▶ Excerto do texto:
Ali perto, na sala onde foi montada a mercearia, está Celeste, voluntária do centro, que se prontifica a ajudá-la – é preciso verificar quantos pacotes de arroz e massa pode levar.
O processo é simples e, ao fim de poucos minutos, Adelina está na caixa. É José Mário Santos quem a atende e regista tudo o que vai levar. O empregado confessa que está a “ter alguma dificuldade” em adaptar-se ao novo modelo.
“É uma orgânica que exige maior rigor com a saída dos alimentos”, afirma. E garante: “Os clientes, esses, estão mais satisfeitos”.
Além de promover a autonomia dos beneficiários, Ana Mansoa considera que a mercearia trouxe uma “uma mudança de paradigma” no apoio que prestam.
“Passámos de uma abordagem paternalista para uma abordagem que visa empoderar as pessoas”, afirma a responsável, sublinhando que o projeto pretende também “promover a tomada de decisão consciente”.
Mais para a frente, o CEPAC quer estender este modelo a outras áreas de intervenção, como é o caso do apoio com vestuário, por exemplo. Mas não só: ”Pretendemos desenvolver projetos de formação e de acompanhamento por nutricionistas. Queremos, por exemplo, trabalhar com as pessoas algumas receitas com os alimentos que recebemos do Banco Alimentar.”

▶ Registos fornecidos:
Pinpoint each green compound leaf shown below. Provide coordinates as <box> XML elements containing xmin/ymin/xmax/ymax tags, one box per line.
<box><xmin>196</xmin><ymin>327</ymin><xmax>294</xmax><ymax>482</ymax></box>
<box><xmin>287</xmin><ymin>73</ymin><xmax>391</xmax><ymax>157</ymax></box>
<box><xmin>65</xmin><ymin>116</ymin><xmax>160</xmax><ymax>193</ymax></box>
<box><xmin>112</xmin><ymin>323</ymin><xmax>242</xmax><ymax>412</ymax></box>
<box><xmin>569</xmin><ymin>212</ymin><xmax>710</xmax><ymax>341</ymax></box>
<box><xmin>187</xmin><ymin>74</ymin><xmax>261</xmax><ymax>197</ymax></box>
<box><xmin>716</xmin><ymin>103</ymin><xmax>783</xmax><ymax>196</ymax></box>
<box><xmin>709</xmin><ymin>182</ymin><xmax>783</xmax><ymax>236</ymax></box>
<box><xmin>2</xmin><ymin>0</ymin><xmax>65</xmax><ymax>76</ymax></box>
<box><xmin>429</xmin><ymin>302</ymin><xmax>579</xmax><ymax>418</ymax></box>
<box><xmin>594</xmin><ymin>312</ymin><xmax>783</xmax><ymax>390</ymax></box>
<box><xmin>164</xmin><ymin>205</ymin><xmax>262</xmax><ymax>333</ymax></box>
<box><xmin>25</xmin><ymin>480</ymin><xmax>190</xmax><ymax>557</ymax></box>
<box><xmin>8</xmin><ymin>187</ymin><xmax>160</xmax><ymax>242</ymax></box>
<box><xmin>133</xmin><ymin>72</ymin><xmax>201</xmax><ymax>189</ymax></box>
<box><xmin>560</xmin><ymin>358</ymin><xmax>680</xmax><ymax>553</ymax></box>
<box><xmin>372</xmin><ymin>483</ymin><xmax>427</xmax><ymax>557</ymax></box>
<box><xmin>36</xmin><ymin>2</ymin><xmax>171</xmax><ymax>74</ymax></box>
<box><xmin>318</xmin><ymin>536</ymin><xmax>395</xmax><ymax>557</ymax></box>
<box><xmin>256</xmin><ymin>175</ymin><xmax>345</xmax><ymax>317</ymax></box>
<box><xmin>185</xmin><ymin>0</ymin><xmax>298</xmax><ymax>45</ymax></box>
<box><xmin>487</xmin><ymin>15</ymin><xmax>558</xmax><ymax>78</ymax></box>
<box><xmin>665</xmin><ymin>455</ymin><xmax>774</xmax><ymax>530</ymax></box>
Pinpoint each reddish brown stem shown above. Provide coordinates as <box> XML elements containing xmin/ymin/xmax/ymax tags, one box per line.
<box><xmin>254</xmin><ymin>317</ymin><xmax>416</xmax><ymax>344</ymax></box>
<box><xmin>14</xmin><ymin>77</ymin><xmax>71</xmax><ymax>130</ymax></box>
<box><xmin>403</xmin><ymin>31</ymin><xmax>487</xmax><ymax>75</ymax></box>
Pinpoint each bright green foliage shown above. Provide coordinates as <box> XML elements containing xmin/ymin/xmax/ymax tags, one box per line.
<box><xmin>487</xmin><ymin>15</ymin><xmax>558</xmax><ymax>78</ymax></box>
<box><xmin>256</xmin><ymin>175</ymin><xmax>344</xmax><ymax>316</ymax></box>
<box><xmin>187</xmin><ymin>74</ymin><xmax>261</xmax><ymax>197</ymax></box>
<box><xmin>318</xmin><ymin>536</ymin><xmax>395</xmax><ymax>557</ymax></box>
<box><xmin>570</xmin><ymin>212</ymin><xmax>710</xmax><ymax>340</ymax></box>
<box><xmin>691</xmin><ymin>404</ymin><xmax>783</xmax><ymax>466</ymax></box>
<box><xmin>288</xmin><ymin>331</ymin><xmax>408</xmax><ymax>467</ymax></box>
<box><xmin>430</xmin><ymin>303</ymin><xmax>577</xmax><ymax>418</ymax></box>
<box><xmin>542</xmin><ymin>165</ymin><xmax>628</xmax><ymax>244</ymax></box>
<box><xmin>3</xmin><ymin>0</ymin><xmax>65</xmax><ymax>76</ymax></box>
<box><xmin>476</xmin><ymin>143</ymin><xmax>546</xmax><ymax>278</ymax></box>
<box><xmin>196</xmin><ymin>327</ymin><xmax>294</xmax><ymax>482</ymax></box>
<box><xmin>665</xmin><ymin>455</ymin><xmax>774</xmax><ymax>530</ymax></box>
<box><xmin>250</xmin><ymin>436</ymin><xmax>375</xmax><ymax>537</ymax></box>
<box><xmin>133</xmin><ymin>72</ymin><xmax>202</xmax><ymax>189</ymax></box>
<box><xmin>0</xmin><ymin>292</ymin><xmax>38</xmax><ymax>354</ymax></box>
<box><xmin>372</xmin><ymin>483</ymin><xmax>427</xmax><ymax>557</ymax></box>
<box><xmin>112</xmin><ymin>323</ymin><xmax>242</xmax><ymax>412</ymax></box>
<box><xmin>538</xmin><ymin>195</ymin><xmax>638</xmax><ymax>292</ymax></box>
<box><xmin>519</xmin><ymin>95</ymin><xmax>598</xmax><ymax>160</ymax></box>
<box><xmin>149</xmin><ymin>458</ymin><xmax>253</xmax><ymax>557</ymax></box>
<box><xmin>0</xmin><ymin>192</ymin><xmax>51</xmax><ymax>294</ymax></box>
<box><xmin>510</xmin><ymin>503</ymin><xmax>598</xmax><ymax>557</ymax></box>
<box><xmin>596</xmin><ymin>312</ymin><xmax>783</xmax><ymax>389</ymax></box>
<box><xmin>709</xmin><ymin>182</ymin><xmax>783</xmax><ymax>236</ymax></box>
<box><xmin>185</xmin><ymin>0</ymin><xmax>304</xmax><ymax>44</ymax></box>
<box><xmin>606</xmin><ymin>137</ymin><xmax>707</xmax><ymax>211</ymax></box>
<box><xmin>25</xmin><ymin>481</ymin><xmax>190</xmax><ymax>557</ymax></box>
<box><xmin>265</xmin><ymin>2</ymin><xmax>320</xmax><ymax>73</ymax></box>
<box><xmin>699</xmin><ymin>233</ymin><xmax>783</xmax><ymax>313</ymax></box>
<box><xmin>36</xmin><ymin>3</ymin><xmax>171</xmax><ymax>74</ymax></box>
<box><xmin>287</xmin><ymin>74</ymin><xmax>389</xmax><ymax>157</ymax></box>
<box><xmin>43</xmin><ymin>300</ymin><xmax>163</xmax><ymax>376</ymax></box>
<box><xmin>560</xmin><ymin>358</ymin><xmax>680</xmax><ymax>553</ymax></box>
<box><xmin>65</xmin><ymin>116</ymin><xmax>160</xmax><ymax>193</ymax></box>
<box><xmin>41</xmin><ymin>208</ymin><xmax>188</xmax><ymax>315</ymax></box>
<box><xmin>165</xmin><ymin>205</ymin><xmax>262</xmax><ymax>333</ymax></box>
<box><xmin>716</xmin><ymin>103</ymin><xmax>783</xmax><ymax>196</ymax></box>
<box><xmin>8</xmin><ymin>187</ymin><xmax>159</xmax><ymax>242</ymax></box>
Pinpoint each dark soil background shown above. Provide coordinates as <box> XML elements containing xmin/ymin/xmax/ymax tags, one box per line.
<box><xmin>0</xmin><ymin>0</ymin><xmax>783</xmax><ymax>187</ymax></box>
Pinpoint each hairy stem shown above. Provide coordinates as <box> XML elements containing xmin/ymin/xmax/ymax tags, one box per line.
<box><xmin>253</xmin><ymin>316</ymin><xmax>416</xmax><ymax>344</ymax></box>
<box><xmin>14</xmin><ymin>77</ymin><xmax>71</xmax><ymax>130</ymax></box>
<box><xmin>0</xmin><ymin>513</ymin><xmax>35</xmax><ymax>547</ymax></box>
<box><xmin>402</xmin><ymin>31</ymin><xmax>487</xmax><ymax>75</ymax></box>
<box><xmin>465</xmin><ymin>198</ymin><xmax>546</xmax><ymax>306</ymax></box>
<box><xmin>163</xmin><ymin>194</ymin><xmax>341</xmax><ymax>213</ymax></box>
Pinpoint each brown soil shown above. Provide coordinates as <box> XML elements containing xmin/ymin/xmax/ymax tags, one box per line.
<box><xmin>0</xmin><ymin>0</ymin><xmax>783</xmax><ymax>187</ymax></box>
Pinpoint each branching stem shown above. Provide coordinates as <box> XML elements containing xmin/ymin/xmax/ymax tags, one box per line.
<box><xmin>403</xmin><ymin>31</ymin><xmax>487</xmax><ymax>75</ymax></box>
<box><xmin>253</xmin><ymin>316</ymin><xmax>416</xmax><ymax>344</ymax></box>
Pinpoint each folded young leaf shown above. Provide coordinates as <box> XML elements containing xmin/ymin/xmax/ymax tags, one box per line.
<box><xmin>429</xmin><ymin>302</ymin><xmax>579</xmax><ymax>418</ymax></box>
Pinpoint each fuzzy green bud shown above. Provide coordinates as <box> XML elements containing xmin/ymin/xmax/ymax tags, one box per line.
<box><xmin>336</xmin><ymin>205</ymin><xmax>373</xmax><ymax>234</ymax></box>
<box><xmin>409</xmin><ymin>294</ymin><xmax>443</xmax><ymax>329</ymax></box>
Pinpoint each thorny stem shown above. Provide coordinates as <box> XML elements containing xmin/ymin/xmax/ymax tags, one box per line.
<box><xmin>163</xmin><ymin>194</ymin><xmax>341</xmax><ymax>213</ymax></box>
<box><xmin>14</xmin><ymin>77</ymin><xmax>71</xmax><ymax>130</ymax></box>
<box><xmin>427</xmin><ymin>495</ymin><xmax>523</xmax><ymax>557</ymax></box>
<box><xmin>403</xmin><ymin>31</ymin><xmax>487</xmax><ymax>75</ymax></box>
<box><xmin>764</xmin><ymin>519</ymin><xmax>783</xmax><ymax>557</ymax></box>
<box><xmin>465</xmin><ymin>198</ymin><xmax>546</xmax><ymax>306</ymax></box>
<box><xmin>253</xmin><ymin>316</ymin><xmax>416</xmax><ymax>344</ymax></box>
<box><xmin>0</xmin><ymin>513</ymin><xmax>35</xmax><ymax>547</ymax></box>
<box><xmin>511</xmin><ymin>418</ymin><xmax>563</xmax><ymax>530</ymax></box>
==
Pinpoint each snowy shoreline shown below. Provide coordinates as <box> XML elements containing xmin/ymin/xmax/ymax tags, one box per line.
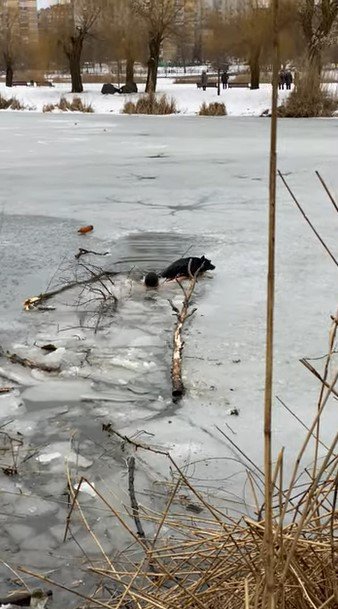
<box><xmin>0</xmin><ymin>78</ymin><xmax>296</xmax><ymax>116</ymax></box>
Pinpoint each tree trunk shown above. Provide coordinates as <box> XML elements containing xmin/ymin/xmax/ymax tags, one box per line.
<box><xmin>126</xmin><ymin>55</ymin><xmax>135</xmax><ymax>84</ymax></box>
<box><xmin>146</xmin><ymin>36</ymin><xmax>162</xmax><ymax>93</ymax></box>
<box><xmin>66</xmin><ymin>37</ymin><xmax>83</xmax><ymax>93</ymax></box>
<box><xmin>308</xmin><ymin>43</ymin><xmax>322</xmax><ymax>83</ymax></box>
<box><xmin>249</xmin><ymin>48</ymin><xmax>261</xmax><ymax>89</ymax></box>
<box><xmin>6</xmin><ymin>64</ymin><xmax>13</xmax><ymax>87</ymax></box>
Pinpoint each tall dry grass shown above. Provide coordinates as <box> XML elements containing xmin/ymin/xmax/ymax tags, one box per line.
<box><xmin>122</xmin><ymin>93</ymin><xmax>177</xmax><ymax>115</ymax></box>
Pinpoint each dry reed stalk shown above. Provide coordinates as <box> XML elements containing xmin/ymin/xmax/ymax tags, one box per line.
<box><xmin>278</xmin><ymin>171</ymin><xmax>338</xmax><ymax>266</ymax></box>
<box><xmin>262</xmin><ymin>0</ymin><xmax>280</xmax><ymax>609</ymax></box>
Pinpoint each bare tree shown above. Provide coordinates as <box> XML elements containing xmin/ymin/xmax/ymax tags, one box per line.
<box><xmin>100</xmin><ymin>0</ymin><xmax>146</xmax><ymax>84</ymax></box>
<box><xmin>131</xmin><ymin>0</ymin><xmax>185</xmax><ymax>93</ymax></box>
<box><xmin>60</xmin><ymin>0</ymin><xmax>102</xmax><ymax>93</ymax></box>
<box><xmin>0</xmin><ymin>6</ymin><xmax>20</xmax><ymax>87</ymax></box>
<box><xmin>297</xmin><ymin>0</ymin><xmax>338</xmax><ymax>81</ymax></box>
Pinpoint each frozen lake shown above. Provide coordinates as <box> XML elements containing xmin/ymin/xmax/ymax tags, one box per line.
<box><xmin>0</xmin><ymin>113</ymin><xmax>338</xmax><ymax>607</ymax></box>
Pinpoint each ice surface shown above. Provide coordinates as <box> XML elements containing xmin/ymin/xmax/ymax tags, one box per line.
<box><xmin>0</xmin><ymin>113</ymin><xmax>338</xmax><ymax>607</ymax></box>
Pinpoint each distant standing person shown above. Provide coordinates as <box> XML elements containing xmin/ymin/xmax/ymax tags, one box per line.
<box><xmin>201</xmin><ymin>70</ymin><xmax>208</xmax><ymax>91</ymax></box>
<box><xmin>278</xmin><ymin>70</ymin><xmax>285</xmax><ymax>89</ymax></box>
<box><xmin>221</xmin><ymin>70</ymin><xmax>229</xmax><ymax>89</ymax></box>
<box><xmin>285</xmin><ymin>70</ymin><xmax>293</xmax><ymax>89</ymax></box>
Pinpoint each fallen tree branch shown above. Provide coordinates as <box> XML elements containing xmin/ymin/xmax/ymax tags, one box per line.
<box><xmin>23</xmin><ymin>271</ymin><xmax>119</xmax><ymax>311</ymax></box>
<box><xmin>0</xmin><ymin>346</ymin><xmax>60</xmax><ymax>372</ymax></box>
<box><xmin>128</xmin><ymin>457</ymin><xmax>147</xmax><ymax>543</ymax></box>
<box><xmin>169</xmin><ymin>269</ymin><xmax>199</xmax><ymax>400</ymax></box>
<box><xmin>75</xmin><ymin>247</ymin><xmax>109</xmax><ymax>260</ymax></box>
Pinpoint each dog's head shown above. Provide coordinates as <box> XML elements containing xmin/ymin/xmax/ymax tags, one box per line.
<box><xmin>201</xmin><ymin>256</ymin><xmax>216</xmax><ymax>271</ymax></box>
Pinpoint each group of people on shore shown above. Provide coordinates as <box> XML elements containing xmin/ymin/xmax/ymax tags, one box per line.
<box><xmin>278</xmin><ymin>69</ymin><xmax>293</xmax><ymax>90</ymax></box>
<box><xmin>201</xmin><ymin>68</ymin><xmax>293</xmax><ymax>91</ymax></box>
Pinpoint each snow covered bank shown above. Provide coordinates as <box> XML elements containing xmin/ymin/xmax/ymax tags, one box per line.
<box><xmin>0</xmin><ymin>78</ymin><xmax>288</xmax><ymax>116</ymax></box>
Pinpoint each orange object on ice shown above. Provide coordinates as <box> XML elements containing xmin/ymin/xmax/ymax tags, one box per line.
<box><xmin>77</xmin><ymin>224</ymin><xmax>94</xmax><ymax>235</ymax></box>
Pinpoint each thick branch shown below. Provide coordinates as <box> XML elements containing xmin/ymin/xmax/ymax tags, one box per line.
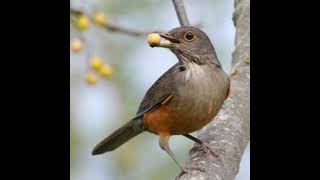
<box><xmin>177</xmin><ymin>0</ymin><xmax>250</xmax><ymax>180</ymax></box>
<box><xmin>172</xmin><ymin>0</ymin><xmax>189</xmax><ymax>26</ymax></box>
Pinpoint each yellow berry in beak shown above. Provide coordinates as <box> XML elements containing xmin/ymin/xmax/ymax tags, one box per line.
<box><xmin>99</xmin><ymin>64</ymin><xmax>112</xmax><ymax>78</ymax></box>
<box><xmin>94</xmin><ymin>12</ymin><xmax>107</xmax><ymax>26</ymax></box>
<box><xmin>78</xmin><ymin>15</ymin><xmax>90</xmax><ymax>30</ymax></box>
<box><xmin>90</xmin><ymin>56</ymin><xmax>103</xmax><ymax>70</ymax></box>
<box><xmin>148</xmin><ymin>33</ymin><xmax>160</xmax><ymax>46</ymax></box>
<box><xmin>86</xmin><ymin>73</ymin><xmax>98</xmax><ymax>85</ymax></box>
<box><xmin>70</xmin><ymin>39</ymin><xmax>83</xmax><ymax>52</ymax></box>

▶ Instruções do exercício:
(a) No texto sobre a mercearia, que exemplo é dado de outra área de intervenção a que o CEPAC quer estender este modelo?
(b) Reproduza sem alterações o trecho do texto sobre a mercearia que começa nas palavras "O processo é" e termina depois das palavras "apoio que prestam.".

▶ Soluções abaixo:
(a) O apoio com vestuário.

(b)
O processo é simples e, ao fim de poucos minutos, Adelina está na caixa. É José Mário Santos quem a atende e regista tudo o que vai levar. O empregado confessa que está a “ter alguma dificuldade” em adaptar-se ao novo modelo.
“É uma orgânica que exige maior rigor com a saída dos alimentos”, afirma. E garante: “Os clientes, esses, estão mais satisfeitos”.
Além de promover a autonomia dos beneficiários, Ana Mansoa considera que a mercearia trouxe uma “uma mudança de paradigma” no apoio que prestam.